- TASK PROMPT
Pictures are to be left out. Copy exactly, and only, the lines from the start of the entries below to the line with "Query: wispy cirrus cloud", both included.

- DATA TO EXAMINE
--------
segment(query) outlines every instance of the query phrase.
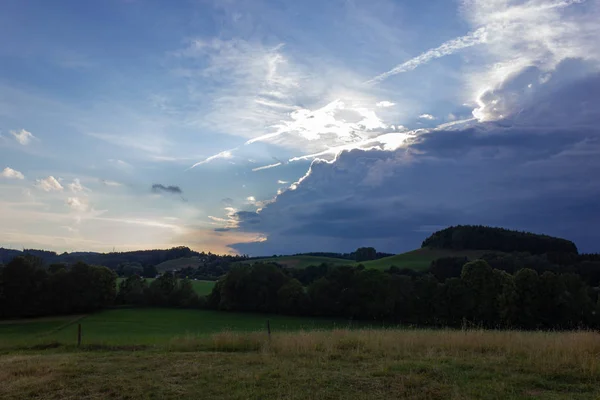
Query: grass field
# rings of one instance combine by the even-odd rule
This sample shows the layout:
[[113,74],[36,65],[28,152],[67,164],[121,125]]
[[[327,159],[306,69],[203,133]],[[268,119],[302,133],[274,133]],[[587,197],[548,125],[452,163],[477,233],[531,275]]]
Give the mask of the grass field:
[[594,332],[222,332],[4,352],[0,398],[598,399],[599,355]]
[[72,345],[77,338],[77,323],[82,326],[84,344],[121,346],[164,344],[180,336],[206,335],[222,331],[266,332],[267,320],[273,332],[332,329],[348,325],[339,319],[265,316],[209,310],[127,308],[107,310],[84,318],[5,322],[0,324],[0,349],[42,343]]
[[259,258],[246,261],[244,263],[256,263],[256,262],[275,262],[277,264],[284,265],[288,268],[306,268],[311,265],[321,265],[322,263],[331,265],[353,265],[353,260],[345,260],[343,258],[332,258],[332,257],[316,257],[316,256],[282,256],[273,258]]
[[410,268],[416,271],[422,271],[429,268],[432,261],[442,257],[468,257],[476,259],[482,254],[489,253],[489,250],[448,250],[422,248],[407,253],[396,254],[395,256],[380,258],[379,260],[366,261],[362,264],[366,268],[388,269],[392,265],[398,268]]
[[[124,279],[125,278],[117,278],[117,287]],[[150,282],[153,280],[154,278],[146,278],[148,284],[150,284]],[[215,281],[192,281],[192,286],[194,287],[196,293],[198,293],[200,296],[206,296],[212,291],[215,283]]]
[[198,268],[201,262],[198,257],[176,258],[162,262],[156,266],[158,272],[174,271],[186,267]]

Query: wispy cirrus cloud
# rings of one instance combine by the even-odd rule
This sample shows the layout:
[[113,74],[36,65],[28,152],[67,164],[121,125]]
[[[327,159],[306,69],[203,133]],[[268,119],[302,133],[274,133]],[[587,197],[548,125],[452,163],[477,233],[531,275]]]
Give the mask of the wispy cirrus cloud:
[[262,171],[263,169],[271,169],[271,168],[279,167],[281,164],[282,164],[281,162],[277,162],[277,163],[265,165],[262,167],[252,168],[252,172]]
[[27,146],[29,143],[31,143],[33,139],[36,139],[36,137],[31,132],[26,131],[25,129],[20,129],[18,131],[10,131],[10,134],[15,138],[17,142],[19,142],[19,144],[23,146]]
[[485,28],[479,28],[474,32],[468,33],[464,36],[449,40],[438,47],[427,50],[426,52],[419,54],[417,57],[413,57],[408,61],[403,62],[390,69],[387,72],[379,74],[365,83],[375,84],[386,80],[387,78],[401,74],[403,72],[412,71],[422,64],[426,64],[431,60],[435,60],[436,58],[441,58],[453,53],[456,53],[459,50],[466,49],[467,47],[472,47],[477,44],[485,43],[487,40],[487,31]]
[[122,183],[119,183],[117,181],[110,181],[110,180],[107,180],[107,179],[101,179],[100,183],[102,183],[104,186],[113,186],[113,187],[123,186]]
[[192,165],[189,169],[196,168],[199,165],[207,164],[214,160],[233,158],[232,152],[235,150],[236,149],[225,150],[225,151],[215,154],[214,156],[207,157],[205,160],[199,161],[196,164]]
[[431,115],[431,114],[421,114],[421,115],[419,115],[419,118],[420,118],[420,119],[428,119],[428,120],[430,120],[430,121],[431,121],[431,120],[434,120],[434,119],[436,119],[436,118],[435,118],[433,115]]

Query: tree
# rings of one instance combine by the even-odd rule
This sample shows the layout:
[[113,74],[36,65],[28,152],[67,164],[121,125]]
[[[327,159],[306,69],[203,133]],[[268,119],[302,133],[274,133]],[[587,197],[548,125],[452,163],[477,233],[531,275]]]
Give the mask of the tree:
[[360,247],[356,249],[355,257],[357,262],[375,260],[377,258],[377,250],[373,247]]
[[475,260],[464,265],[461,280],[473,299],[467,317],[475,323],[492,326],[498,321],[496,299],[499,285],[492,267],[484,260]]
[[442,257],[433,260],[429,266],[429,273],[433,274],[440,282],[448,278],[458,278],[462,267],[469,259],[467,257]]
[[138,275],[132,275],[119,284],[117,303],[142,305],[146,301],[145,292],[147,290],[146,280]]
[[279,312],[290,315],[303,315],[308,312],[308,297],[297,279],[290,279],[277,291]]
[[440,286],[437,314],[450,326],[460,326],[473,308],[470,292],[459,278],[448,278]]
[[518,326],[531,329],[540,323],[540,279],[536,271],[523,268],[515,274],[516,290],[515,322]]
[[158,275],[158,271],[156,270],[156,267],[154,265],[144,266],[144,269],[142,272],[142,276],[144,278],[156,278],[156,275]]
[[0,316],[33,317],[43,313],[46,271],[31,257],[16,257],[0,269]]

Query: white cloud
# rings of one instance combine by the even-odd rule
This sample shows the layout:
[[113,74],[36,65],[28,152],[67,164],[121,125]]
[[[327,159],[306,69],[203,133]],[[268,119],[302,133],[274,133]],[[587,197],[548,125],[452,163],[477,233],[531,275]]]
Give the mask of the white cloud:
[[285,185],[286,183],[289,183],[289,182],[288,181],[282,181],[281,179],[279,179],[277,181],[277,183],[280,184],[280,185]]
[[117,186],[123,186],[123,184],[122,184],[122,183],[119,183],[119,182],[116,182],[116,181],[109,181],[109,180],[106,180],[106,179],[101,179],[101,180],[100,180],[100,182],[101,182],[101,183],[102,183],[104,186],[114,186],[114,187],[117,187]]
[[67,185],[67,187],[73,193],[79,193],[79,192],[83,192],[84,190],[86,190],[86,191],[90,190],[90,189],[86,188],[85,186],[83,186],[78,178],[73,179],[73,182],[69,183]]
[[256,197],[254,196],[248,196],[246,197],[246,201],[249,203],[255,203],[256,202]]
[[412,71],[421,64],[428,63],[436,58],[441,58],[457,52],[458,50],[465,49],[467,47],[475,46],[476,44],[485,43],[486,41],[486,30],[485,28],[477,29],[465,36],[458,37],[456,39],[449,40],[440,46],[427,50],[426,52],[418,55],[417,57],[411,58],[410,60],[397,65],[391,70],[384,72],[383,74],[377,75],[376,77],[368,80],[367,84],[374,84],[381,82],[390,76],[400,74],[402,72]]
[[386,100],[384,100],[384,101],[380,101],[379,103],[377,103],[377,104],[375,104],[375,105],[376,105],[377,107],[384,107],[384,108],[387,108],[387,107],[392,107],[392,106],[395,106],[395,105],[396,105],[396,103],[392,103],[391,101],[386,101]]
[[87,211],[89,209],[88,200],[81,197],[69,197],[66,203],[75,211]]
[[63,186],[53,176],[49,176],[44,179],[36,179],[35,186],[45,192],[53,192],[53,191],[60,192],[63,190]]
[[278,163],[275,163],[275,164],[265,165],[263,167],[252,168],[252,172],[262,171],[263,169],[275,168],[275,167],[279,167],[280,165],[281,165],[281,163],[278,162]]
[[428,119],[430,121],[435,119],[435,117],[431,114],[421,114],[421,115],[419,115],[419,118],[420,119]]
[[[235,149],[233,149],[233,150],[235,150]],[[189,169],[196,168],[199,165],[209,163],[213,160],[233,158],[233,154],[231,153],[233,150],[225,150],[218,154],[215,154],[214,156],[210,156],[210,157],[206,158],[205,160],[197,162],[196,164],[192,165]]]
[[19,131],[10,131],[10,134],[13,135],[15,140],[23,146],[27,146],[33,139],[35,139],[35,136],[25,129],[21,129]]
[[129,147],[150,154],[160,154],[168,145],[166,139],[158,134],[146,134],[143,136],[132,136],[128,132],[119,134],[86,132],[86,135],[103,140],[107,143],[120,147]]
[[25,179],[25,176],[21,172],[14,170],[10,167],[4,168],[0,176],[7,179]]
[[112,165],[114,165],[118,168],[122,168],[122,169],[133,168],[133,166],[131,164],[129,164],[128,162],[123,161],[123,160],[116,160],[114,158],[109,158],[108,162],[111,163]]
[[[529,0],[507,5],[502,0],[471,0],[465,15],[475,26],[485,26],[488,42],[483,70],[468,74],[468,84],[477,108],[473,115],[480,121],[496,120],[518,110],[491,104],[490,96],[503,82],[526,68],[540,71],[540,83],[547,81],[563,60],[581,58],[600,61],[600,9],[594,2],[580,0]],[[523,89],[531,82],[523,82]],[[543,84],[543,83],[542,83]],[[511,93],[510,96],[521,96]],[[515,106],[515,107],[512,107]]]

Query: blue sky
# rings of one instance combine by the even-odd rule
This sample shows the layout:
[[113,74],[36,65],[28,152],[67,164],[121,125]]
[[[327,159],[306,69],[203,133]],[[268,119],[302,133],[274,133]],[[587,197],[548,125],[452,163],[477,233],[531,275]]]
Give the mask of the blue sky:
[[3,1],[0,246],[400,252],[486,223],[600,250],[599,17]]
--------
- ANSWER AREA
segment(query) outlines every instance of the query phrase.
Query: grass field
# rings of one instance combine by the even-odd rule
This sample shows the layout:
[[113,74],[36,65],[28,152],[67,164],[121,125]]
[[[327,159],[306,69],[203,133]],[[268,119],[302,133],[274,133]],[[587,197],[548,125],[452,163],[477,233],[531,275]]]
Give the mask of the grass field:
[[594,332],[222,332],[4,352],[0,398],[598,399],[599,355]]
[[72,345],[77,338],[77,323],[82,326],[84,344],[121,346],[164,344],[180,336],[206,335],[222,331],[266,332],[267,320],[273,332],[332,329],[348,325],[339,319],[265,316],[209,310],[127,308],[107,310],[84,318],[5,322],[0,324],[0,349],[42,343]]
[[259,258],[246,261],[244,263],[256,263],[256,262],[275,262],[277,264],[284,265],[288,268],[306,268],[311,265],[321,265],[322,263],[331,265],[353,265],[353,260],[345,260],[343,258],[332,258],[332,257],[316,257],[316,256],[282,256],[273,258]]
[[410,268],[416,271],[422,271],[429,268],[432,261],[442,257],[468,257],[476,259],[482,254],[489,253],[489,250],[448,250],[422,248],[407,253],[396,254],[395,256],[380,258],[379,260],[366,261],[362,264],[366,268],[388,269],[392,265],[398,268]]
[[[124,279],[125,278],[117,278],[117,287]],[[150,282],[153,280],[154,278],[146,278],[148,284],[150,284]],[[215,281],[192,281],[192,286],[194,287],[196,293],[198,293],[200,296],[206,296],[212,291],[215,283]]]
[[198,268],[201,262],[198,257],[176,258],[162,262],[156,266],[158,272],[174,271],[186,267]]

Query: wispy cirrus cloud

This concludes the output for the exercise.